■ Given task 1 ■
Copy out the passage on projection operators and direct sums from "Furthermore, the direct" to "then Pe = 0.".
■ Given task 2 ■
Carry on the passage about projection operators and direct sums, picking up after its final sentence.

■ Extracted text ■
At some point when I was looking at this — I don’t remember whether it was her projection operator or someone else’s — I finally remembered that direct sum decompositions correspond precisely to projection operators. That is, if we have a (possibly non-orthogonal) direct sum of subspaces,

V = U + W,

then the linear operator P which maps V onto U is a projection, and I – P is the projection onto W. And we have a very convenient test: a linear operator P is a projection if and only if it is idempotent:

$P^2 = P\$.

Furthermore, the direct sum is orthogonal

$V = U \oplus V\$

if and only if the projection P is self-adjoint as well as idempotent.

How could I have forgotten that projections and direct sums go together? Well, I’ll try not to forget again. If one is on stage, then so is the other; one may be in the background, and the other in the foreground, but they are both on stage.

I might as well make a few more remarks. In finite dimensional spaces, it’s straightforward to get a projection onto a subspace. If we have $U \subset V\$, then we start with a basis for U, extend it to a basis for V, and then define the projection operator by its action on that basis for V: if e is a basis vector in U, then Pe = e; if e is a basis vector not in U, then Pe = 0.

■ Extracted material ■

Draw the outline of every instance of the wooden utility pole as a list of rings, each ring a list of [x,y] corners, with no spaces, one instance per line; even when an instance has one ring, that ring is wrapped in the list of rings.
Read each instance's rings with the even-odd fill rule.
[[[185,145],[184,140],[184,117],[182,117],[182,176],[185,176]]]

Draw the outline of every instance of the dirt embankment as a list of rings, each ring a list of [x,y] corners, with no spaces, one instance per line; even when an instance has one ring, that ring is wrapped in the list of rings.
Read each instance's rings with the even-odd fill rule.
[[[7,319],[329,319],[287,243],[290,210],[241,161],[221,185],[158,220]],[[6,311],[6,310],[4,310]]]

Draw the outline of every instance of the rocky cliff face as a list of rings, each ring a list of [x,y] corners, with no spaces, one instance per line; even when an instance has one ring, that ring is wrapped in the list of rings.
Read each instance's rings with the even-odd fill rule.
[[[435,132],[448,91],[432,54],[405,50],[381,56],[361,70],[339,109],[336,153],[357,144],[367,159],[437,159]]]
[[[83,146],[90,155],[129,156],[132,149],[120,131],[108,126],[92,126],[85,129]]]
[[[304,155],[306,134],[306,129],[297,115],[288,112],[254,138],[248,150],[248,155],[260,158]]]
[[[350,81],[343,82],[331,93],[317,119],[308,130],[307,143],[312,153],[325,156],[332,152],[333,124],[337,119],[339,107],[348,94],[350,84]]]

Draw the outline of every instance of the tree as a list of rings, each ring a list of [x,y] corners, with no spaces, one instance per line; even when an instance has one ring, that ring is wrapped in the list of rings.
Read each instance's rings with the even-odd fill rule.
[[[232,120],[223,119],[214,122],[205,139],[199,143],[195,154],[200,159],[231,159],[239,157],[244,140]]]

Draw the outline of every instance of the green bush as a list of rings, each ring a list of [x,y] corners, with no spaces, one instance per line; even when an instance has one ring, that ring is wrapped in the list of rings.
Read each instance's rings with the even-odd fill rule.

■ Expected output 1 ■
Furthermore, the direct sum is orthogonal

$V = U \oplus V\$

if and only if the projection P is self-adjoint as well as idempotent.

How could I have forgotten that projections and direct sums go together? Well, I’ll try not to forget again. If one is on stage, then so is the other; one may be in the background, and the other in the foreground, but they are both on stage.

I might as well make a few more remarks. In finite dimensional spaces, it’s straightforward to get a projection onto a subspace. If we have $U \subset V\$, then we start with a basis for U, extend it to a basis for V, and then define the projection operator by its action on that basis for V: if e is a basis vector in U, then Pe = e; if e is a basis vector not in U, then Pe = 0.

■ Expected output 2 ■
In infinite dimensions we have more work to do. in fact, my recollection is that John von Neumann created the axiomatic theory of infinite dimensional complete inner product (i.e. Hilbert) spaces by working with the properties of orthogonal projections.

closed nested spaces

Why did Daubechies assume that the $V_i$ were closed? Well, let me just quote the appendix of Halmos’s Finite Dimensional Vector Spaces: “In the discussion of manifolds, functionals, and transformations the situation becomes uncomfortable if we do not make a concession to the topology of Hilbert space. Good generalizations of all our statements for the finite dimensional case can be proved if we consider closed linear manifolds, continuous linear functionals, and bounded linear transformations. (In a finite dimensional space every linear manifold is closed, every linear functional is continuous, and every linear transformation is bounded.)”

In other words, she made the standard assumption of closed subspaces for working in infinite dimensions.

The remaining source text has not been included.